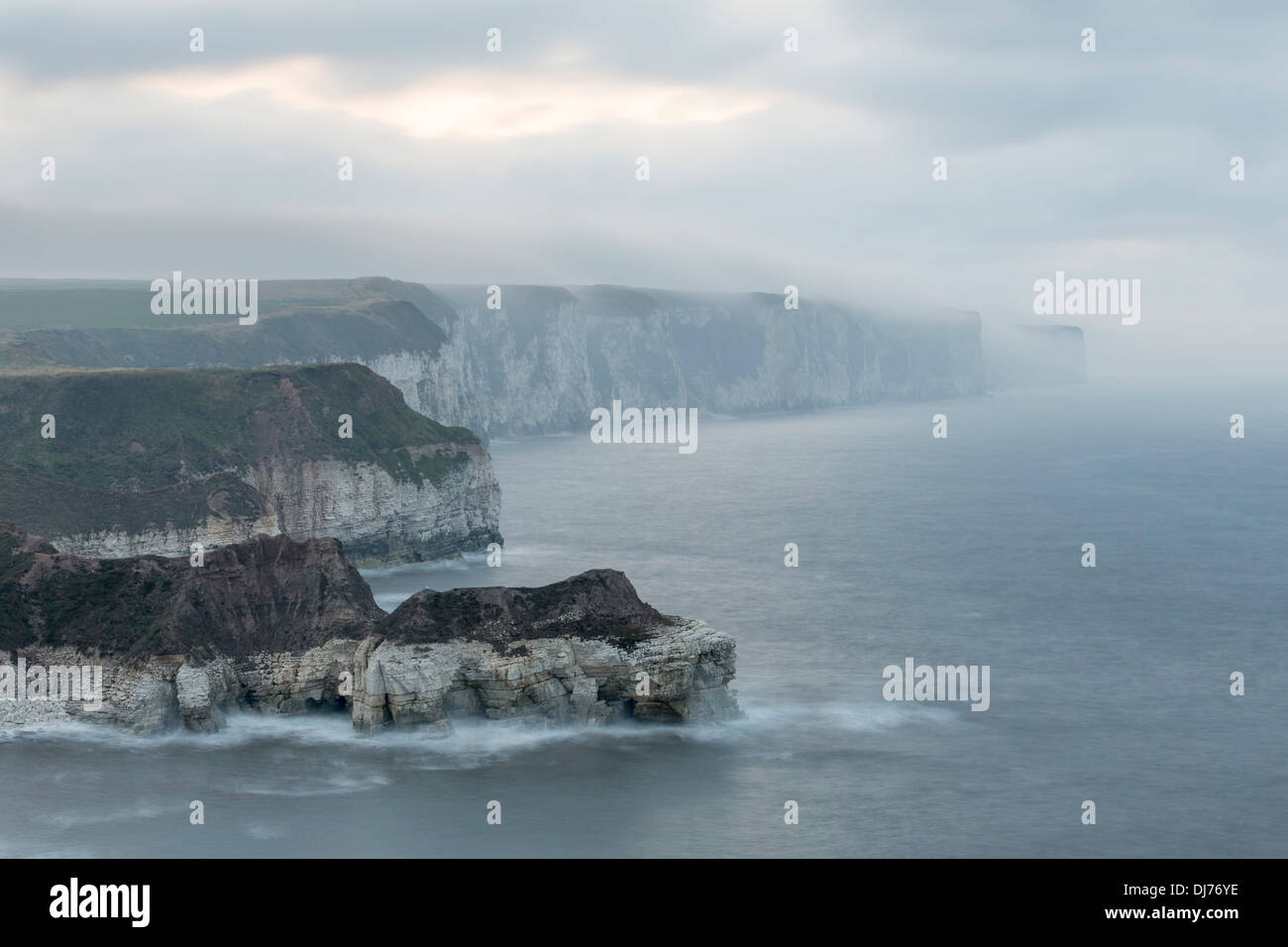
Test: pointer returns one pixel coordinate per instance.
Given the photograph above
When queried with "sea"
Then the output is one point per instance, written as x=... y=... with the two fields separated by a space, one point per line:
x=1111 y=684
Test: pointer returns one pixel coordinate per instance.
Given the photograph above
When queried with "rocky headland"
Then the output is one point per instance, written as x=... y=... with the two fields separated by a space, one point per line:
x=288 y=626
x=539 y=360
x=125 y=463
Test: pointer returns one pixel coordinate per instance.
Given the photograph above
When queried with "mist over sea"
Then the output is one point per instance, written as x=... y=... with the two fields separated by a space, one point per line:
x=1108 y=684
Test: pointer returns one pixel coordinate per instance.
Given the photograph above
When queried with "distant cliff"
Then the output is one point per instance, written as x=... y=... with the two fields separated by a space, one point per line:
x=153 y=462
x=537 y=364
x=277 y=625
x=1021 y=356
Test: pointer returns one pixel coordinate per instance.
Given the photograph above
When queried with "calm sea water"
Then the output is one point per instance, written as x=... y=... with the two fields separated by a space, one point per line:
x=1108 y=684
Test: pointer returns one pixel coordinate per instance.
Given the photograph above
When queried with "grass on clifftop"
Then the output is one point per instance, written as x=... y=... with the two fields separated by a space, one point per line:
x=125 y=434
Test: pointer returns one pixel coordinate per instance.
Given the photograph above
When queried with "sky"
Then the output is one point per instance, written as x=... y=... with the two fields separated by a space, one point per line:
x=767 y=167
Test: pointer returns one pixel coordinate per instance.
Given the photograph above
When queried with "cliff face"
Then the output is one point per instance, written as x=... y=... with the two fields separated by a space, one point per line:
x=153 y=462
x=550 y=355
x=581 y=651
x=282 y=626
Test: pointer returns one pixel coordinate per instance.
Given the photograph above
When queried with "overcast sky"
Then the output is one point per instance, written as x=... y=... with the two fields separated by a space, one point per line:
x=767 y=167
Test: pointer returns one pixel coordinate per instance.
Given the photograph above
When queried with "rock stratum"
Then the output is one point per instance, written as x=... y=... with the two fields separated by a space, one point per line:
x=151 y=462
x=288 y=626
x=540 y=363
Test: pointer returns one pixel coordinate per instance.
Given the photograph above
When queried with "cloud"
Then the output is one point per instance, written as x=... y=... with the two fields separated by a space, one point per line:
x=467 y=105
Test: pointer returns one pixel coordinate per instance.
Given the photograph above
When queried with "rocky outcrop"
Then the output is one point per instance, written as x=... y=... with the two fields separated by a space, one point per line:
x=154 y=462
x=581 y=651
x=549 y=355
x=287 y=626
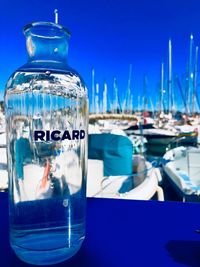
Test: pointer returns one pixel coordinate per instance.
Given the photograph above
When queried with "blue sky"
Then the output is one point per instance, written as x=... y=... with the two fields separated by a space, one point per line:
x=108 y=35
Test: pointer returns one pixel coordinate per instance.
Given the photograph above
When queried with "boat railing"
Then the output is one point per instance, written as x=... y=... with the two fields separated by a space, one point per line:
x=179 y=141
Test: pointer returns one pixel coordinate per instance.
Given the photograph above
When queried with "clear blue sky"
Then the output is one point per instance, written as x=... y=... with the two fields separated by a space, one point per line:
x=108 y=35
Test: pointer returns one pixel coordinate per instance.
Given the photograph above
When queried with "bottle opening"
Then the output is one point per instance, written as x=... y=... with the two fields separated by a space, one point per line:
x=46 y=30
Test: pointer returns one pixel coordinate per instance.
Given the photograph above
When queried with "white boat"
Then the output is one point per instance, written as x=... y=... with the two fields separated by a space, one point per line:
x=144 y=180
x=182 y=167
x=3 y=163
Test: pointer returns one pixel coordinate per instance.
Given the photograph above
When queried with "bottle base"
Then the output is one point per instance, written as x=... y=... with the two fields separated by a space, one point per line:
x=48 y=257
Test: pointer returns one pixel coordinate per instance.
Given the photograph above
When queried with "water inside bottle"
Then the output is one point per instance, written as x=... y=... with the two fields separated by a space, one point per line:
x=46 y=132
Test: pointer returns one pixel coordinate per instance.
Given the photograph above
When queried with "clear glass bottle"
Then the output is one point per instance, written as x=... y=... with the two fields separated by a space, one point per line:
x=46 y=118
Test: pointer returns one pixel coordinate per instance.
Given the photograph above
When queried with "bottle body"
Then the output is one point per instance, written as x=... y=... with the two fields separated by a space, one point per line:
x=46 y=117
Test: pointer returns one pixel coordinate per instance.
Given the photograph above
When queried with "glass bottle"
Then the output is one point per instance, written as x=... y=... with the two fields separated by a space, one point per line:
x=46 y=120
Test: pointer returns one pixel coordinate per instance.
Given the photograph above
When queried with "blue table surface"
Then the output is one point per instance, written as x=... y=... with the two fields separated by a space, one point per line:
x=126 y=233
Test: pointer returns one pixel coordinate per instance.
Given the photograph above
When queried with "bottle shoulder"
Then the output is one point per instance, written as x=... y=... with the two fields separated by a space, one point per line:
x=53 y=81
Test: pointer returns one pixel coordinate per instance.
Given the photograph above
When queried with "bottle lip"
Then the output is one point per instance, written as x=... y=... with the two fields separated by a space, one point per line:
x=46 y=29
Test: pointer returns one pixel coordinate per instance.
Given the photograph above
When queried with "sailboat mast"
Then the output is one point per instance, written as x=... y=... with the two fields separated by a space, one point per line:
x=56 y=16
x=195 y=79
x=145 y=94
x=170 y=97
x=161 y=87
x=105 y=98
x=116 y=104
x=190 y=73
x=97 y=99
x=128 y=102
x=93 y=91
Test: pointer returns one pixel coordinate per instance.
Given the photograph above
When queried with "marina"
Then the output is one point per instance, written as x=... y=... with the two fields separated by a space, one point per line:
x=135 y=151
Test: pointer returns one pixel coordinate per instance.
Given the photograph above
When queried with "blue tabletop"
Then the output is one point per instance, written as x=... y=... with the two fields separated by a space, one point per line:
x=127 y=233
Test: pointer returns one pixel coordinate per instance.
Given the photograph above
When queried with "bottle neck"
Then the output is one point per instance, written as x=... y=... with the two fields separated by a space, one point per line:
x=46 y=43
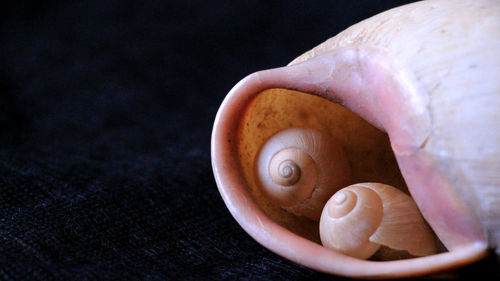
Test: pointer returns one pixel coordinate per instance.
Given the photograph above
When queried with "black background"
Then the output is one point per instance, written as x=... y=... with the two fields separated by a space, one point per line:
x=106 y=109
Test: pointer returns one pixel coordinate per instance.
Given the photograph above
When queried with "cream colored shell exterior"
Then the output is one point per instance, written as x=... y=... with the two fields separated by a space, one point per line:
x=455 y=60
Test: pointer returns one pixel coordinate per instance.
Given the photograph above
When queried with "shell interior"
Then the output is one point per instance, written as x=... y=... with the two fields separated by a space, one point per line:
x=367 y=148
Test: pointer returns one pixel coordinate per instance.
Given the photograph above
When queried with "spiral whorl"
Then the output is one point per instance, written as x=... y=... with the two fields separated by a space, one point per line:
x=361 y=218
x=299 y=169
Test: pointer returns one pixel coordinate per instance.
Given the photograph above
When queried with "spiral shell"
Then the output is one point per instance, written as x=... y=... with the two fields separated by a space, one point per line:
x=361 y=218
x=299 y=169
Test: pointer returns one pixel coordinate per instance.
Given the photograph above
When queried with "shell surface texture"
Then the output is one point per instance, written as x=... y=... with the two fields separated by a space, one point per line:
x=300 y=169
x=361 y=218
x=398 y=117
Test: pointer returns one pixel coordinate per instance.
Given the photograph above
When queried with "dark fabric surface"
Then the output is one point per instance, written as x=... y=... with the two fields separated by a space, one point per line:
x=106 y=110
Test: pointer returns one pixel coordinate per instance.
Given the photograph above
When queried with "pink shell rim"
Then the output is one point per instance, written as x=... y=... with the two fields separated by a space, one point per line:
x=283 y=242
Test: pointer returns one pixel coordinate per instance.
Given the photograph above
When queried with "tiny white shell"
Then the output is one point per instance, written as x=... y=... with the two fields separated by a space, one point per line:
x=361 y=218
x=299 y=169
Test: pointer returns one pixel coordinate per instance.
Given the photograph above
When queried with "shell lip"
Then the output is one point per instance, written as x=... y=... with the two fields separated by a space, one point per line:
x=257 y=224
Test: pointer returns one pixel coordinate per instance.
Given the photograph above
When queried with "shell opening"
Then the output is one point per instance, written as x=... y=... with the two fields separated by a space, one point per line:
x=284 y=195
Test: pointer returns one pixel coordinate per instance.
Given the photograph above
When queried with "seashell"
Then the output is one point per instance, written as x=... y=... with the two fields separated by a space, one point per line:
x=300 y=169
x=361 y=218
x=412 y=96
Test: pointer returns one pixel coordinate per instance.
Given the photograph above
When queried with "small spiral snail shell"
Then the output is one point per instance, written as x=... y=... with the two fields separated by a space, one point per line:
x=299 y=169
x=359 y=219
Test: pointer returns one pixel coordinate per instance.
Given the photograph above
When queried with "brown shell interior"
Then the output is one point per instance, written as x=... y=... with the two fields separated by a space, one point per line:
x=367 y=148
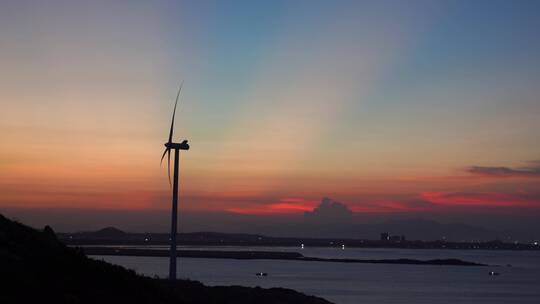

### OBJECTIVE
List every line of the entries above that contains the string "surface", matching case exactly.

### RESULT
When queried with "blue table surface"
When queried with "shell surface texture"
When queried with "dark fabric surface"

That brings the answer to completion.